▸ **Short problem**
Repeat word for word the lines from the one holding "of the shrub" through the end, both ends included, and leave out every picture.

══════════════════════════════

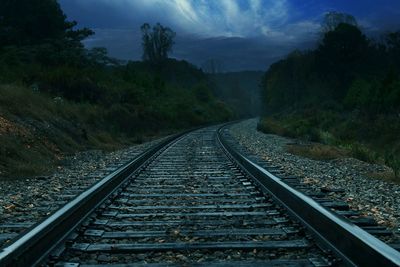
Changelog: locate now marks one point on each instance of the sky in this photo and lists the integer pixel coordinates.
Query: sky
(239, 34)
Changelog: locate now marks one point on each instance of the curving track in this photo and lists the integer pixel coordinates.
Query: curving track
(191, 204)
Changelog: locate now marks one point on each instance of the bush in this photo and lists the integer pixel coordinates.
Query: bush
(392, 159)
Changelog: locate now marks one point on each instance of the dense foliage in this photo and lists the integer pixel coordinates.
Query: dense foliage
(346, 92)
(346, 70)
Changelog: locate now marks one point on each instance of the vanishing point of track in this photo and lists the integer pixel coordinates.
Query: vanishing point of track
(194, 200)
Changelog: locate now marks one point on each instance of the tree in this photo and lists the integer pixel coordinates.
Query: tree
(334, 18)
(341, 55)
(156, 42)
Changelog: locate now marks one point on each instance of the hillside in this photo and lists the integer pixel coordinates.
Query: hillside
(57, 97)
(240, 90)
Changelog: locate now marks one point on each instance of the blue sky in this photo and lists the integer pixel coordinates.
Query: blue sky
(242, 34)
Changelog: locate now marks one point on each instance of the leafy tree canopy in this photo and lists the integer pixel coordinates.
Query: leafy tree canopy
(156, 42)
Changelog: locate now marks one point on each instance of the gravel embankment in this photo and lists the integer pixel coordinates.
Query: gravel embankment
(372, 197)
(27, 201)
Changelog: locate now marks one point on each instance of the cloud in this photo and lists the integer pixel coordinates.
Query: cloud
(242, 18)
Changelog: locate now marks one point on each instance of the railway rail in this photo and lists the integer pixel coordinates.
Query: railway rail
(196, 200)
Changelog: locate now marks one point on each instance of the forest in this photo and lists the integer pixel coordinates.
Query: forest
(58, 97)
(346, 92)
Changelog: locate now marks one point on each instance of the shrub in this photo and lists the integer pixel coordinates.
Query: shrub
(392, 159)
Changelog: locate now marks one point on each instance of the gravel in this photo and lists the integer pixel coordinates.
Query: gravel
(377, 198)
(27, 201)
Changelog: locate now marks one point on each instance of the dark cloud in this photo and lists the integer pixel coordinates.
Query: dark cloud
(241, 34)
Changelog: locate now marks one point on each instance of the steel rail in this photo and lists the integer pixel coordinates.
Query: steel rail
(355, 246)
(32, 247)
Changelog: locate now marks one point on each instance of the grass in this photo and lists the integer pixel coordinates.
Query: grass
(372, 140)
(317, 151)
(36, 131)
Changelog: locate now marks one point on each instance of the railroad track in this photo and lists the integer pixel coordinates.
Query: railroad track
(195, 201)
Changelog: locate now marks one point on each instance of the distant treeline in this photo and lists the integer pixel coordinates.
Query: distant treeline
(42, 50)
(347, 71)
(239, 90)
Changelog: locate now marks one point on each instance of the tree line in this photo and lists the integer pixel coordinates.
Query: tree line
(42, 50)
(347, 71)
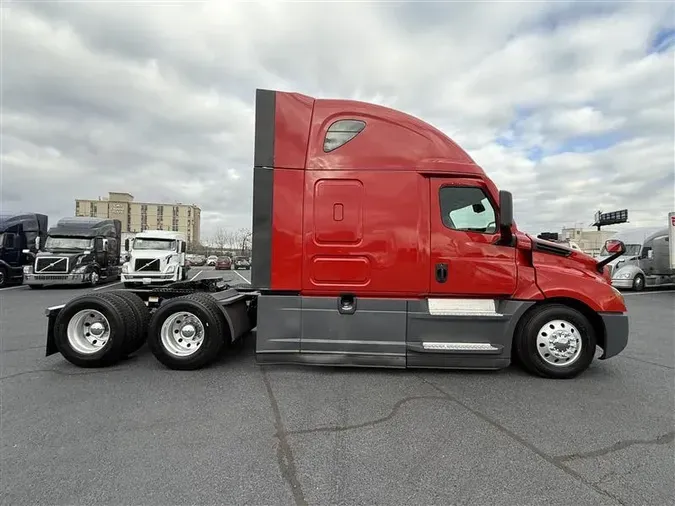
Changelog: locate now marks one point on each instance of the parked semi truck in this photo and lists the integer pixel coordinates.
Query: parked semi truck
(20, 238)
(155, 257)
(648, 261)
(77, 251)
(377, 241)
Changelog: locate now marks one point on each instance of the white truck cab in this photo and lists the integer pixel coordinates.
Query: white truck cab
(155, 257)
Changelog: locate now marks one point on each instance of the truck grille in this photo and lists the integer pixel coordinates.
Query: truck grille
(147, 265)
(51, 264)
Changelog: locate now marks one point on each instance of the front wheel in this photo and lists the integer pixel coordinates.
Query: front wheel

══════════════════════════════

▸ **Answer for this exercise**
Changelog: locate now marks one point on each instance of the shrub in this photo and lists the integer pixel coordinates.
Query: shrub
(392, 159)
Changelog: locate now marks one point on each instance of the gravel in this photo and lists the integer pixel coordinates.
Query: gravel
(377, 198)
(27, 201)
Changelog: locate now marks one point on each instance of the dark cloud in this photo and lists the integer pixel coordinates.
Query: dark cloud
(241, 34)
Changelog: locate now marks one point on each instance of the steel rail in this photo and lists the integer pixel coordinates.
Query: steel rail
(355, 246)
(32, 247)
Changelog: locate now marks one point on each instance of the grass in this photo and lists the integer pixel coordinates.
Query: grass
(372, 140)
(317, 151)
(36, 131)
Changelog: locate now marks one point on each instance of the railroad track in this photo and lists the integer pixel coordinates.
Query: railroad track
(195, 201)
Changelog: locate now marks one point on each instance of the distant treeline in this photo and lists the integer pixel coordinates.
Query: distant treeline
(42, 50)
(347, 71)
(239, 90)
Changelog: locate now marks one point on each instance of the tree line in this photo and lists the integer pixel coordinates.
Query: tree line
(42, 50)
(347, 71)
Changelog: locate now marks one point on each instance of the parked semi truck in this photo and lists the integer pixel coordinates.
Query: parked semi truck
(20, 238)
(155, 257)
(648, 261)
(77, 251)
(377, 241)
Changelog: locate now marks one point on each instance of the white truck cab in this photo and lists the integer pixel coordinates.
Query: white truck cab
(155, 257)
Changelog: locate now marks one point on each instance of the truck grille in this photo and lists the integer pixel coordinates.
Query: truck grille
(147, 265)
(51, 264)
Changelog: locate now marks one point on each instance of the front wheel in this photo and lists the integer pixel coordinates.
Query: front wheel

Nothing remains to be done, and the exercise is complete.